◆ **Instructions to follow**: Rewrite the rows from the line containing "Where can the glazed" down to the end, substituting "landscaping stone" for "decorative rock" and leaving everything else unchanged. Leave out the pictures.

>> BEGIN Listing

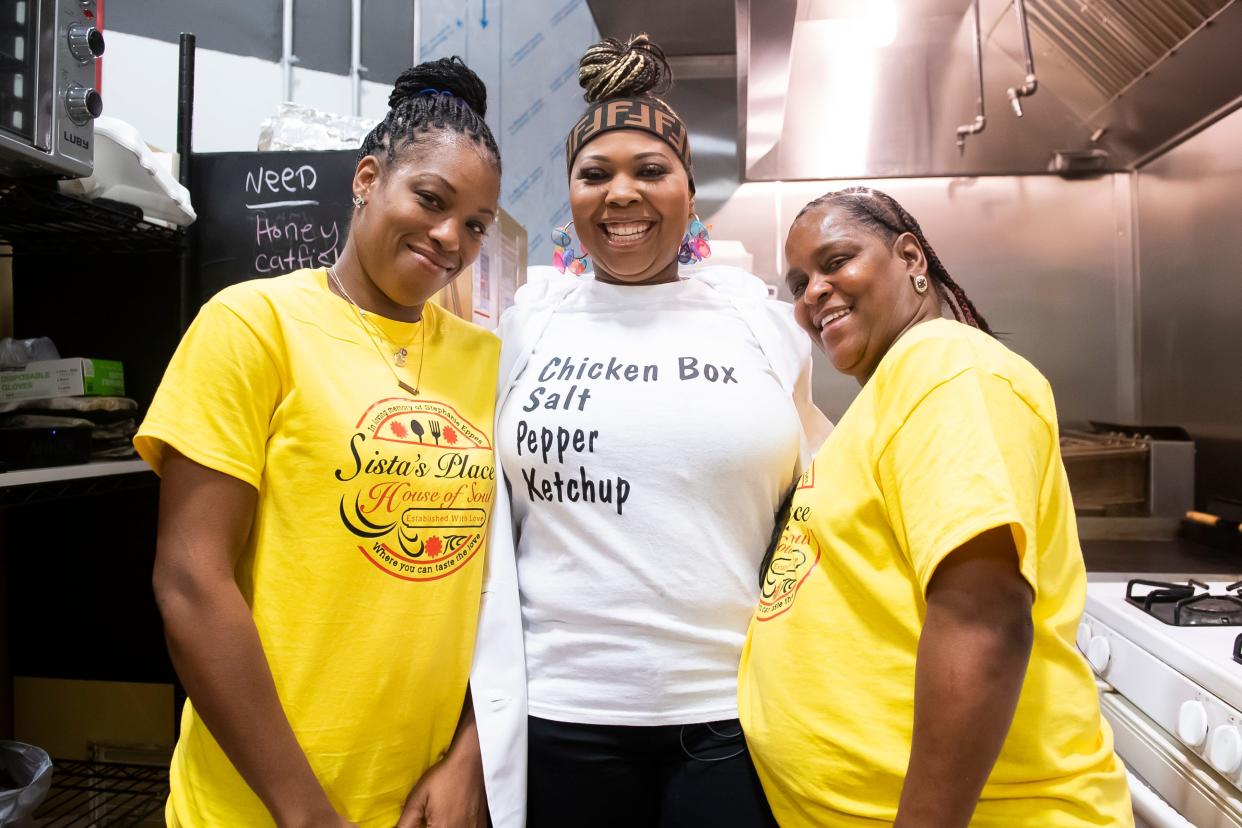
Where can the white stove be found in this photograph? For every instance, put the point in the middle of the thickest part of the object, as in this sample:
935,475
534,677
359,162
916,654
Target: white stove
1173,694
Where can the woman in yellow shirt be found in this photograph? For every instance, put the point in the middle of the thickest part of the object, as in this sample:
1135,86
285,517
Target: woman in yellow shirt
912,659
324,445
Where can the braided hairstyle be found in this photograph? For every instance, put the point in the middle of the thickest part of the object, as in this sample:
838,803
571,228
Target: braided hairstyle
624,70
883,215
436,94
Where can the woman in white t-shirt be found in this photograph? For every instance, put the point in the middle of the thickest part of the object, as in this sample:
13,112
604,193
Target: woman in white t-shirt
648,426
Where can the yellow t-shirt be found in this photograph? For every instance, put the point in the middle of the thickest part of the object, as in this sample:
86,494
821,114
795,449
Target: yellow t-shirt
954,435
364,565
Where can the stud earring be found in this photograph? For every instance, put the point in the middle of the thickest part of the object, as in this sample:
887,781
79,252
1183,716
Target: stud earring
564,257
694,243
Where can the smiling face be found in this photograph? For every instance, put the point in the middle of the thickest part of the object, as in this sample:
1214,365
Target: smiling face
425,217
631,202
851,287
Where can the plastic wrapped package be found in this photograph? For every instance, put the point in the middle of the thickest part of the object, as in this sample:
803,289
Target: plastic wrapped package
16,353
29,772
296,127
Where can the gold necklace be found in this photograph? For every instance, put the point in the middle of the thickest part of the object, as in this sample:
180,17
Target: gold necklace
401,353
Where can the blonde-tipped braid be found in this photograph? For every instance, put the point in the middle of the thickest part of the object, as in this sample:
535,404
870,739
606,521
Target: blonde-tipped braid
611,68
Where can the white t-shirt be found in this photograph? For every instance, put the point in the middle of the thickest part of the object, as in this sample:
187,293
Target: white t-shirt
647,445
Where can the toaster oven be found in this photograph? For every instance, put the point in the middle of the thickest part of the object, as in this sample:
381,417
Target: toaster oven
47,97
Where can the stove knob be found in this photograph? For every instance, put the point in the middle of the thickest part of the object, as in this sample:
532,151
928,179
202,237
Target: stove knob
1192,723
83,103
1083,637
1098,653
1225,751
86,42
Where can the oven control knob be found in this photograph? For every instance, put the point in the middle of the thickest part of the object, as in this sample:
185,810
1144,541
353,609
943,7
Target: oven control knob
83,103
1098,653
86,42
1225,751
1192,723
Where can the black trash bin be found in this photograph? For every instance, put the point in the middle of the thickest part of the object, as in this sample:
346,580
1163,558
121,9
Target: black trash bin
25,776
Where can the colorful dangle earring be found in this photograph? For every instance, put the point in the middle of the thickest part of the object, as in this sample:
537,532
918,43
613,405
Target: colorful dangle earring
694,243
564,257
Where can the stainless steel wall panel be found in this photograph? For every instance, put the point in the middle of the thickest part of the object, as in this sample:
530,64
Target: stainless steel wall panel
1046,260
1190,297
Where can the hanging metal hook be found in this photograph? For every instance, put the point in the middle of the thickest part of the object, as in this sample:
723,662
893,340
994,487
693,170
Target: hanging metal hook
1031,82
980,118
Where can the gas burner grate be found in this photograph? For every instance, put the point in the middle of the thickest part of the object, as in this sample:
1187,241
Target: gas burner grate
102,793
1187,605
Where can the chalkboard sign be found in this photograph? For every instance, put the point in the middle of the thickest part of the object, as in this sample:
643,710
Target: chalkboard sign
265,214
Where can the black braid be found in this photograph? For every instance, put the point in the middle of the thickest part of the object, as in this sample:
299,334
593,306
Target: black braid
882,212
436,94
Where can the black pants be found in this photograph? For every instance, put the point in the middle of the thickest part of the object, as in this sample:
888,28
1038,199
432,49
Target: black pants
671,776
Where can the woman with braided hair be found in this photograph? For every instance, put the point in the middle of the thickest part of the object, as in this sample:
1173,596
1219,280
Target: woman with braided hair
650,418
317,570
912,659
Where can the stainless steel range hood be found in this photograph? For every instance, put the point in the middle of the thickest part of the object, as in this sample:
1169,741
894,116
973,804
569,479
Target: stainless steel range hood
826,94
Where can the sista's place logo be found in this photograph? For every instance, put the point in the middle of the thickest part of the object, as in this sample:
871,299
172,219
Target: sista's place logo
419,486
796,555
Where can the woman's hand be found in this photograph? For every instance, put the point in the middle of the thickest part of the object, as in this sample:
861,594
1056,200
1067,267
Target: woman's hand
450,795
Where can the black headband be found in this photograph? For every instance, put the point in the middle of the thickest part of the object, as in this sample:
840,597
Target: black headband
647,114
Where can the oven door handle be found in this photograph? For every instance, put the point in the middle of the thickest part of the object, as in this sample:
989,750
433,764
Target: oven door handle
1150,808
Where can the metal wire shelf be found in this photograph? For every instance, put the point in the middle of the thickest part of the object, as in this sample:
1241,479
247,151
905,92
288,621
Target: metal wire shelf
102,795
35,216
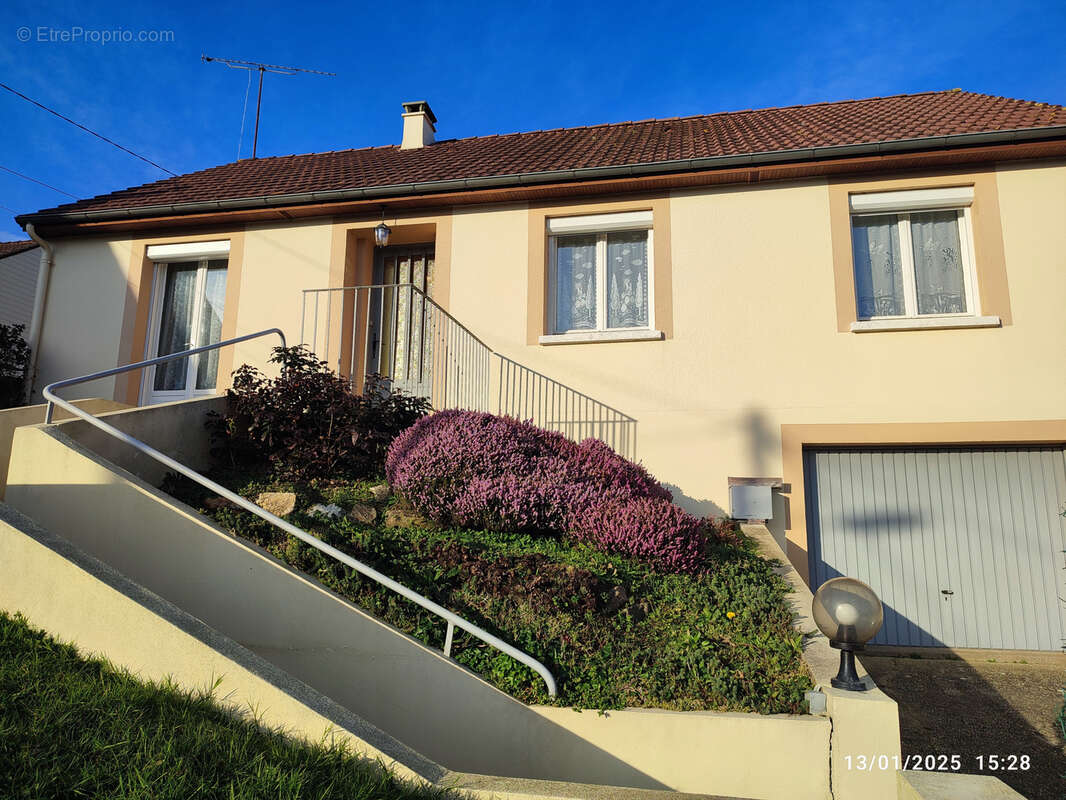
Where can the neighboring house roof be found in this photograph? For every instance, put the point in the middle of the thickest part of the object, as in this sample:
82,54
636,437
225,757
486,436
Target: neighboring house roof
929,120
11,249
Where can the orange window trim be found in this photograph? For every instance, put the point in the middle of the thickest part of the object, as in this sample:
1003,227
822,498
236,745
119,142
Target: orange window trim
537,322
988,253
139,291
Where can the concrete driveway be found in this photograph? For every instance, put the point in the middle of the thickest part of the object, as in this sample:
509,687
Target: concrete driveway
982,703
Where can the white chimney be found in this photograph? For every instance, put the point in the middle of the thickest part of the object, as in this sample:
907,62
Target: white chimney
418,125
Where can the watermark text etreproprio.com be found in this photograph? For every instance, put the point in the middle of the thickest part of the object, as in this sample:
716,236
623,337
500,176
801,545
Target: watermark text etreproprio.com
76,33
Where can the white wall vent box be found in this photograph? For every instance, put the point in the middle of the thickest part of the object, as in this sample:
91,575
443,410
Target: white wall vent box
748,501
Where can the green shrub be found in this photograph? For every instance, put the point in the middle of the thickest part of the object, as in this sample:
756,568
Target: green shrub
615,632
14,360
307,422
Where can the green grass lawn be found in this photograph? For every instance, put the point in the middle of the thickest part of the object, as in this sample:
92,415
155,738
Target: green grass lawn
614,632
77,728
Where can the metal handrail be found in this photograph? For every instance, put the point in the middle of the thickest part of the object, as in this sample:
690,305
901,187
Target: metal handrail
583,396
521,390
454,621
400,286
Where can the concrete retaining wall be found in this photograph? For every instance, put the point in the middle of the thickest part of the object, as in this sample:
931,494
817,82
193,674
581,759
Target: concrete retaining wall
79,600
12,418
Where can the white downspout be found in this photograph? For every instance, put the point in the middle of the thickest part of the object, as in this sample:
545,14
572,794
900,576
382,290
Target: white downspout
39,302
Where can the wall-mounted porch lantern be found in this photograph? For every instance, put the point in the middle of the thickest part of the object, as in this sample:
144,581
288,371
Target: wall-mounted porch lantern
850,613
382,233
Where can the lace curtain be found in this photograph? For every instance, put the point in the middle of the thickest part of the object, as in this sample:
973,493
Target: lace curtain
878,269
627,278
176,331
576,281
210,329
938,266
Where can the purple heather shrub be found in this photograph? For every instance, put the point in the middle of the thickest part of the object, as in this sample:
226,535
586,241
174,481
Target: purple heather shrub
646,528
482,470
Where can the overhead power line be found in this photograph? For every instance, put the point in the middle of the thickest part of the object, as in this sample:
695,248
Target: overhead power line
34,180
87,130
262,68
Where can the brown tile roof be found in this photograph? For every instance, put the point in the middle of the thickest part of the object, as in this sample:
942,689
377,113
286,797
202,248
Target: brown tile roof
11,249
871,121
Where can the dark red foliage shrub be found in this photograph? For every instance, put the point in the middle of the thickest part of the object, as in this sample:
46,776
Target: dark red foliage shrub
481,470
650,529
307,422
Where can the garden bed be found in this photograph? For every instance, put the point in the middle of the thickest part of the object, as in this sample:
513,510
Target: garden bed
615,632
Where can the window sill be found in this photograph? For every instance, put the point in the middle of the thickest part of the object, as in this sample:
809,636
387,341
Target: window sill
585,337
924,323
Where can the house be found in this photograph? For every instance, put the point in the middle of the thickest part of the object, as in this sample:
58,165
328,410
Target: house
19,261
857,304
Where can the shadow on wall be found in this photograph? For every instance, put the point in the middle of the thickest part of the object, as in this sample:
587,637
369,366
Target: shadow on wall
763,442
699,508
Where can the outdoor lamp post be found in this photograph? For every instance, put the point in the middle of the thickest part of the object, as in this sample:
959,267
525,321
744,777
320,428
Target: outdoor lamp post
849,612
382,233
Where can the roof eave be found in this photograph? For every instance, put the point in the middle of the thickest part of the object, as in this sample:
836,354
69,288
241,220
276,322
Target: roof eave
595,173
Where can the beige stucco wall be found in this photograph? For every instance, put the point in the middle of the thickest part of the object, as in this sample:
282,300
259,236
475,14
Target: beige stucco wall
279,262
18,284
756,342
83,315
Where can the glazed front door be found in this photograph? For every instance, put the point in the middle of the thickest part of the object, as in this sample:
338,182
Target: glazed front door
398,337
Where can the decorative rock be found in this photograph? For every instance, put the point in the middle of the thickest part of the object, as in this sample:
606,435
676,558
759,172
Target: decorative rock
333,511
400,517
362,513
278,504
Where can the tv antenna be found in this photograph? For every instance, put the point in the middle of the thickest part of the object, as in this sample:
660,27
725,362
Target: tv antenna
262,69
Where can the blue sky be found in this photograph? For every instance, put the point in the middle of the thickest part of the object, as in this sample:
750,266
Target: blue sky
486,67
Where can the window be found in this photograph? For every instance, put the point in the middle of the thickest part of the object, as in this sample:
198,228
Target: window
188,306
913,254
601,276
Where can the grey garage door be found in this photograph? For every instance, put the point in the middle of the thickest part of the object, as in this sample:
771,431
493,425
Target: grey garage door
965,546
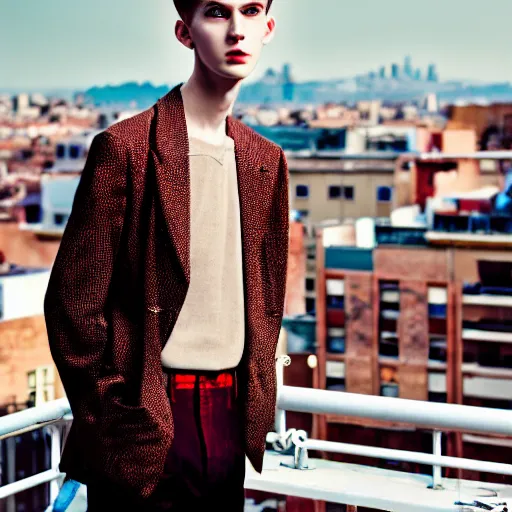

>> END Listing

◆ **Complete output**:
Where can the glazed front door be found in this photograph? For every instance, put the point in the middle of the thickest part of the object, as in this sample:
338,182
Target: glazed front door
398,337
Where can the landscaping stone be found in this photograph? For every instance, put the point in the middle of the thickest part of the object, as in this sample:
606,435
676,558
759,172
Target: landscaping stone
333,511
400,517
362,513
278,504
Where can the tv antenna be found in this photograph? For every instance, put the point in the middle of the thickest part of the object, as in this sample:
660,27
725,362
Target: tv antenna
262,69
Where can the blue sky be found in this photograph? For every instance, put the point in the middle of the thickest part of the object, as in this sample:
750,266
Target: blue sky
486,67
Where can the window be found in this photograph? For every instance, put the point in the middle of the thickest part of the object, as in this sample:
198,228
Target: window
188,306
913,254
601,276
Where can the grey garage door be found in this photograph? For every instance, put the point in the middle of the thickest part of the object, as in this sample:
771,431
493,425
Target: grey garage door
965,546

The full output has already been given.